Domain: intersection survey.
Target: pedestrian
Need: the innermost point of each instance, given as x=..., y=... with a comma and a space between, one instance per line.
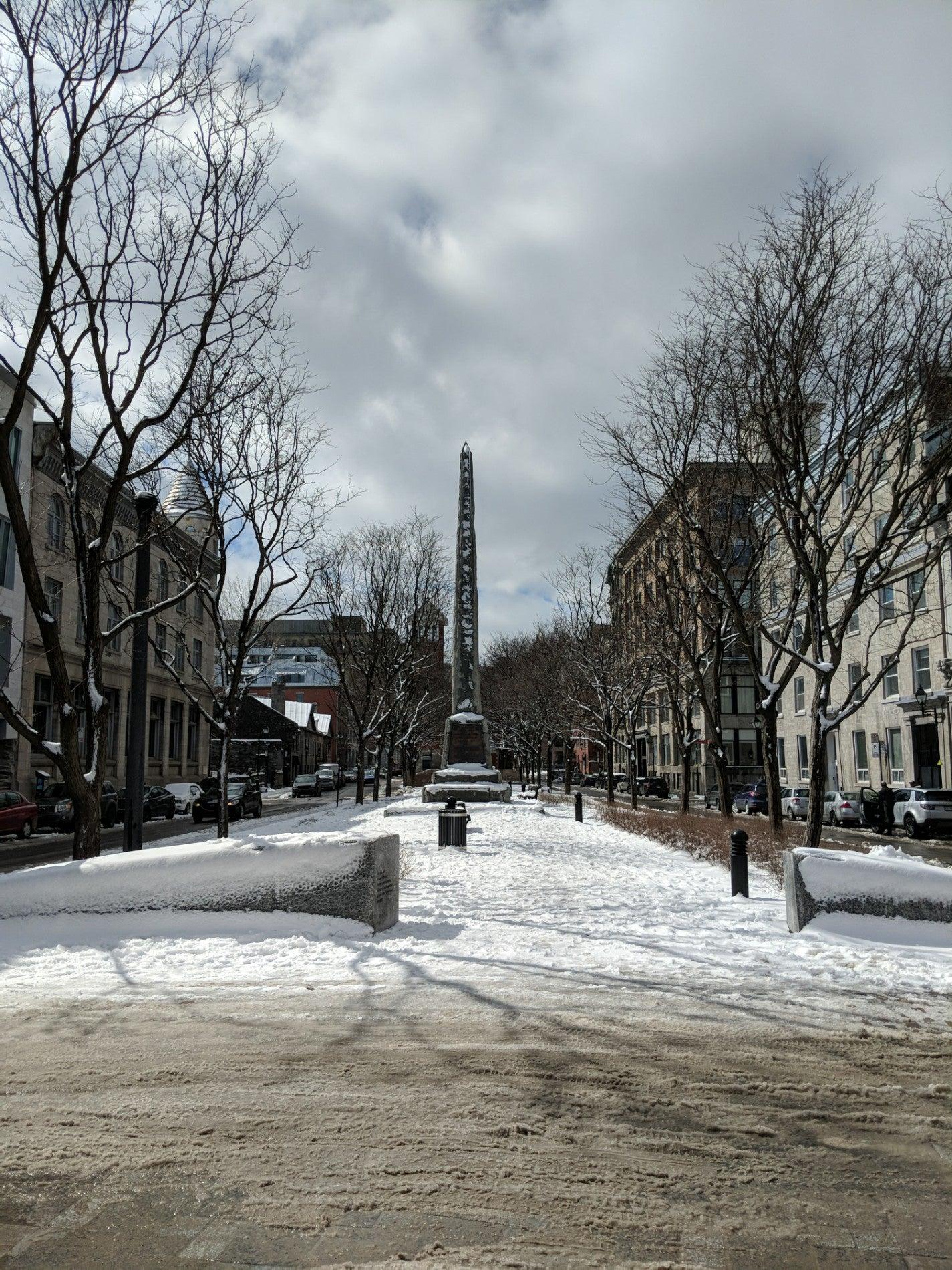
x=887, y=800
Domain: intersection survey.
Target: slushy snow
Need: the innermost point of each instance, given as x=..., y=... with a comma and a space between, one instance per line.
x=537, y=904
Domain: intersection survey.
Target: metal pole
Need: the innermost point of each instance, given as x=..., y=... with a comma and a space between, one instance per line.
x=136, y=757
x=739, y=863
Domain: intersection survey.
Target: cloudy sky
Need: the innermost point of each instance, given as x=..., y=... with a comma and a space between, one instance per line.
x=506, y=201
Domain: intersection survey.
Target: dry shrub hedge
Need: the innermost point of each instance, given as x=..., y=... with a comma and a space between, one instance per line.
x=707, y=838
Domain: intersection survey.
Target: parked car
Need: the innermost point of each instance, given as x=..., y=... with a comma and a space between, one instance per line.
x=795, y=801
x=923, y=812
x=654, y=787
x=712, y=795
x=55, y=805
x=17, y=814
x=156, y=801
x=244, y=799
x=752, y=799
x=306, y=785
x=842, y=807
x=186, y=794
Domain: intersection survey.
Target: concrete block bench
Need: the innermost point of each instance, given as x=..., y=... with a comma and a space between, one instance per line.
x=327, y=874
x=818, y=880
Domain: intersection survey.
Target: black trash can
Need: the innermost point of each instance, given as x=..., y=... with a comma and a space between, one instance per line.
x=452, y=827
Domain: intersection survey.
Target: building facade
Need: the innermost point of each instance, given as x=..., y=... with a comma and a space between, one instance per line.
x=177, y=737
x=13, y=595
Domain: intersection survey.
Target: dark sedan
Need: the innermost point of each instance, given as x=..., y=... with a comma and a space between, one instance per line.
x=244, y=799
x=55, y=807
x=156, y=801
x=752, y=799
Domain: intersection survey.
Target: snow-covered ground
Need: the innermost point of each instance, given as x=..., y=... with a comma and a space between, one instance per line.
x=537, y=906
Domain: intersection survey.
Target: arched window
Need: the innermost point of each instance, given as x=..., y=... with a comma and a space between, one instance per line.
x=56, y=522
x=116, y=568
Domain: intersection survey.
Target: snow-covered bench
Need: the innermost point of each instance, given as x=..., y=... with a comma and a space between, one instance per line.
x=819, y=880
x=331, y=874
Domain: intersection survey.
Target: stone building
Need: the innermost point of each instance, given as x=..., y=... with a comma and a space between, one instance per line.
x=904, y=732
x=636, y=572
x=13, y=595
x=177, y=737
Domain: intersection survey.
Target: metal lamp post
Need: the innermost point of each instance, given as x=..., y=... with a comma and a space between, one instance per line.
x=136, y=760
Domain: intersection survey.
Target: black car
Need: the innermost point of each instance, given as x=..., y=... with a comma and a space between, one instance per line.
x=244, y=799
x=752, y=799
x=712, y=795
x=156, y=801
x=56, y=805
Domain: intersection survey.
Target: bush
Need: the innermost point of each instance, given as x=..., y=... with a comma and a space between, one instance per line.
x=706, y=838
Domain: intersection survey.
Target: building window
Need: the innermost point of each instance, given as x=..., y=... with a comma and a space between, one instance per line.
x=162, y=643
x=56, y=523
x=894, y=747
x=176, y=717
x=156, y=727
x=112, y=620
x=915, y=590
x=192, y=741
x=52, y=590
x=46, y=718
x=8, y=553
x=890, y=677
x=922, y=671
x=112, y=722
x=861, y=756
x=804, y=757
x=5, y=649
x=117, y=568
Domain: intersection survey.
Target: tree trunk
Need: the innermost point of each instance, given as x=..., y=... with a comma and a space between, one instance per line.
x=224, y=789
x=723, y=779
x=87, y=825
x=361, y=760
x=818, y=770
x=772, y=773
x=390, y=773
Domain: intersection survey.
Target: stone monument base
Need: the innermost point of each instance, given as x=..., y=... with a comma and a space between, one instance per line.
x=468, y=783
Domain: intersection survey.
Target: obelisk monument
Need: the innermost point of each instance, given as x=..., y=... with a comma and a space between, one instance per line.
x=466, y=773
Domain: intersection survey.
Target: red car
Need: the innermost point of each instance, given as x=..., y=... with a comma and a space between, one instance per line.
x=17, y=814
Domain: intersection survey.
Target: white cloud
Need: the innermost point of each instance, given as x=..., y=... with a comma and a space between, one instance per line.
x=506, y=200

---

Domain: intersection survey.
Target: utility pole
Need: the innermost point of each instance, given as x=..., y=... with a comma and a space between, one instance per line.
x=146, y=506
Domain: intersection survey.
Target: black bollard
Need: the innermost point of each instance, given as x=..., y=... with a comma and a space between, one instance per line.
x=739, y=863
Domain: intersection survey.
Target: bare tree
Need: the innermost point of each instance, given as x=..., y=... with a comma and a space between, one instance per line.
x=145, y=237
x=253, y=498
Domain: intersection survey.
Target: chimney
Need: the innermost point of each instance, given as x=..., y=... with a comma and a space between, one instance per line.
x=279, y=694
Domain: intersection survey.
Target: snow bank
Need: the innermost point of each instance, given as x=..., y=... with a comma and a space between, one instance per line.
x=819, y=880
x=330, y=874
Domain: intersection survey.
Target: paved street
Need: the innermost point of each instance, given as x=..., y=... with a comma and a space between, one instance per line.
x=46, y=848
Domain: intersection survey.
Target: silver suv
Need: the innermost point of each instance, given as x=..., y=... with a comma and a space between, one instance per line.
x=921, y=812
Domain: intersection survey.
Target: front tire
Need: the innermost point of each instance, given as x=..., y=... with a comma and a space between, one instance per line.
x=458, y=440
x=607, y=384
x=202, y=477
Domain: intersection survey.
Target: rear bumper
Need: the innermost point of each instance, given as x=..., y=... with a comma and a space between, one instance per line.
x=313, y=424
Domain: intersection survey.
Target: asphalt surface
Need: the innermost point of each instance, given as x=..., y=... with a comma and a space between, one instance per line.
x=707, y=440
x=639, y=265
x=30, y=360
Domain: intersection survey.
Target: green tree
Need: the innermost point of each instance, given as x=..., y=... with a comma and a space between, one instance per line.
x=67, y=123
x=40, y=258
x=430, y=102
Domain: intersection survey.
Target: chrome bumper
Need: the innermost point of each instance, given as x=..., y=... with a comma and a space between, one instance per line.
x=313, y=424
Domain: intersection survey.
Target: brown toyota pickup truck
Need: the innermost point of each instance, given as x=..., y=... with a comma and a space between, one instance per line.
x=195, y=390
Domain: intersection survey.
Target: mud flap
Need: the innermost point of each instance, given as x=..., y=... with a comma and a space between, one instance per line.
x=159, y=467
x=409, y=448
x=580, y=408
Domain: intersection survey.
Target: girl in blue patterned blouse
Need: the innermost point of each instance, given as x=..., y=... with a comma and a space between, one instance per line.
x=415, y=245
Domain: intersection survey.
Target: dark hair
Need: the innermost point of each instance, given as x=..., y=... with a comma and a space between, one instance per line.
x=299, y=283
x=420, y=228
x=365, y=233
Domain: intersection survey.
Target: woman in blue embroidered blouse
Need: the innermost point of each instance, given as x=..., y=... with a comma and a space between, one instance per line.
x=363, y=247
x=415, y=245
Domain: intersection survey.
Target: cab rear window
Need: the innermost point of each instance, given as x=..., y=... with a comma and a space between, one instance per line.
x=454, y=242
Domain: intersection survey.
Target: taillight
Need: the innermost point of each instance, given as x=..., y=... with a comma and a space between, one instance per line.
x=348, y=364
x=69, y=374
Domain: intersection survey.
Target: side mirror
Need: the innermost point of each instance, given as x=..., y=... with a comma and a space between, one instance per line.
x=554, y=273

=== AIM OF THE EXERCISE ===
Show each line in the records that contains the word "covered", matching case exactly.

=== WORKED ANSWER ===
Target: snow-covered ground
Target: snow-covered bench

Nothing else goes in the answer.